Extrait de page:

#####

Un cercle de l'âge du Bronze
Le monument funéraire de l'âge du Bronze se présente sous la forme d'un cercle régulier de 50 m de diamètre visiblement assez érodé (le fossé est conservé sur des profondeurs comprises entre 0,50 et 1 m). Son tracé est interrompu, au nord, sur une cinquantaine de centimètres de large ; il pourrait s'agir d'une entrée. Le monument n'a livré aucun vestige funéraire, ni à l'intérieur ni à l'extérieur, et l'absence de mobilier recueilli à la fouille ne permet pas de le dater précisément.

Un puits d'extraction implanté au centre du cercle de l'âge du Bronze a livré les restes manipulés de deux individus : l'un presque complet, le second représenté par un seul os. Ce puits a été utilisé au cours du Ier siècle de notre ère, puis abandonné et partiellement comblé, en majeure partie naturellement. C'est dans le courant du IIIe siècle qu'ont  été déposés les restes humains avant le comblement final de la structure.

Un habitat rural gallo-romain
Le secteur antique est situé à une centaine de mètres à l'est du cercle.
Plusieurs vestiges en creux sont antérieurs à l'occupation romaine : des fosses et quelques ensembles de poteaux mal conservés, datés du début du premier âge du Fer (VIIe-VIe siècles avant notre ère), témoignent de la présence de petites unités de stockage ; au nord-ouest de la parcelle, un réseau de fosses se rattache au début du second âge du Fer (Ve-IVe avant notre ère) ; enfin deux petits ensembles funéraires illustrent la fin du second âge du Fer (IIe-Ier siècles avant notre ère).

Après une période d'un siècle environ n'ayant pas laissé de traces visibles, c'est dans la seconde moitié du Ier siècle qu'un établissement rural structuré s'organise autour d'une vaste cour quadrangulaire enserrée par un enclos.
À la périphérie nord-ouest de l'enclos se trouvent les vestiges du bâtiment principal, probablement constitué de poteaux porteurs en bois fichés directement dans le sol ou implantés sur sablière basse. Différentes structures relatives à la phase initiale du corps de logis ont pu être identifiées, notamment deux celliers, un silo excavé (utilisé pour la conservation de céréales et d'autres denrées végétales), deux foyers ouverts quadrangulaires ainsi qu'une cuvette semi-excavée reliée à un fossé d'évacuation.

#####

Consigne: Rédigez la suite du texte ci-dessus sur le cercle de l'âge du Bronze et l'habitat rural gallo-romain, en reprenant juste après sa dernière phrase.

Extraits des données:
#####

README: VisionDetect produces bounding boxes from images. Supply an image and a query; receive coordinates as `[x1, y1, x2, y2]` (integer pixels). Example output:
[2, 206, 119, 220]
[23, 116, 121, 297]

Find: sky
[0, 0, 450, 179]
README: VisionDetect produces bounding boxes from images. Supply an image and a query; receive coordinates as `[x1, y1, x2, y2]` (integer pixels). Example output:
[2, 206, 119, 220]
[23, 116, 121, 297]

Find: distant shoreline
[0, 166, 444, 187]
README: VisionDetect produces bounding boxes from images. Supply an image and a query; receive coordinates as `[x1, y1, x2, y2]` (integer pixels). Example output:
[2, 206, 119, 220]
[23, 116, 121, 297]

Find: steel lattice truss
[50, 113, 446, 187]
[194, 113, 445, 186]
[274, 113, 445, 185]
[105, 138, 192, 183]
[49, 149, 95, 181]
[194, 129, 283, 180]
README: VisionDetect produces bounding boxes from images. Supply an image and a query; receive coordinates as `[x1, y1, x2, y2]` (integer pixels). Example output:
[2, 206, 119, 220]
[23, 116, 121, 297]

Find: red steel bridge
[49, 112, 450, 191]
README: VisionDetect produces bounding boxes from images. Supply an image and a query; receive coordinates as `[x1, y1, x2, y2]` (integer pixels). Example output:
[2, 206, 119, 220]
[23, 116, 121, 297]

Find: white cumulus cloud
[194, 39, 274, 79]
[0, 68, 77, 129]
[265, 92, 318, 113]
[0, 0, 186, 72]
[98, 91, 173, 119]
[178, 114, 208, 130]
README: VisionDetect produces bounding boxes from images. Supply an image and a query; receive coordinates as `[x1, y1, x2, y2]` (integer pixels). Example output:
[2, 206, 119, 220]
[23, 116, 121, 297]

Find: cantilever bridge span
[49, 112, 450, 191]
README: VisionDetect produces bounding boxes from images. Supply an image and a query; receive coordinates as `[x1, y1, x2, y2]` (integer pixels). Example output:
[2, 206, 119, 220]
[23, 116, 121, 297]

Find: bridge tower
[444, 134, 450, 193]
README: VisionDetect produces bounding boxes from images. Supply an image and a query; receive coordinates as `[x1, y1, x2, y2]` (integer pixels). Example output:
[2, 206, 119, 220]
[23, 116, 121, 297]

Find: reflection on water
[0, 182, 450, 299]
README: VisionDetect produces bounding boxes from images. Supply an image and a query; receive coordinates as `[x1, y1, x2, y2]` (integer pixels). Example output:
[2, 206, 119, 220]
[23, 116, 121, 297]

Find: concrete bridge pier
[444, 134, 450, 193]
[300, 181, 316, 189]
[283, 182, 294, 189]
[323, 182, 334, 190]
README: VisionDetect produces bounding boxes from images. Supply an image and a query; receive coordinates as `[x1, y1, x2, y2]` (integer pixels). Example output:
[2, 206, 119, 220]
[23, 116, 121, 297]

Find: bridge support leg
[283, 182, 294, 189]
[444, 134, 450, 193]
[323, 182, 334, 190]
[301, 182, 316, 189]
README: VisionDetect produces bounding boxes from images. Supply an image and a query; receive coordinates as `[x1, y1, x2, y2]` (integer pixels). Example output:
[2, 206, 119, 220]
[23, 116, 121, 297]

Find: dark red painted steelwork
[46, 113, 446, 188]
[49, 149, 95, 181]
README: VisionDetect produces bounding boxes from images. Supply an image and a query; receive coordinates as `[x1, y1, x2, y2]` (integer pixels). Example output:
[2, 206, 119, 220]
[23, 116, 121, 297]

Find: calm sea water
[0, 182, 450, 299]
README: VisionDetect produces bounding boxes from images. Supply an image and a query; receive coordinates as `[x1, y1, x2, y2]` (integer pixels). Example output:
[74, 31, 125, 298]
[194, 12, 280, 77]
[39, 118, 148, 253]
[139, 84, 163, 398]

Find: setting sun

#####

Résultat:
Dans la cour, d'autres constructions apparaissent. Un grand bâtiment sur poteaux de bois, à double nef, épouse le côté sud-ouest de l'enclos ; comme le corps de logis, il présente un aménagement intérieur composé de plusieurs foyers rectangulaires ainsi qu'un cellier. Une petite cave en moellons de calcaire a été construite à proximité. Un grand fossé en forme de « U » creusé sur le côté nord-est de l'enclos pourrait également avoir entouré un édifice sur poteaux ou sablière basse ; trois poteaux longeant le côté ouvert ainsi qu'un foyer rectangulaire peuvent se rattacher à cet ensemble. Au centre de la cour, une zone domestique avec plusieurs foyers est installée dans une cuvette.
Dès cette première phase, le domaine ne se limite pas à la cour principale, car un second enclos quadrangulaire est implanté à l'arrière de la résidence. En bordure de celui-ci, deux tombes à incinération très arasées ont pu être prélevées.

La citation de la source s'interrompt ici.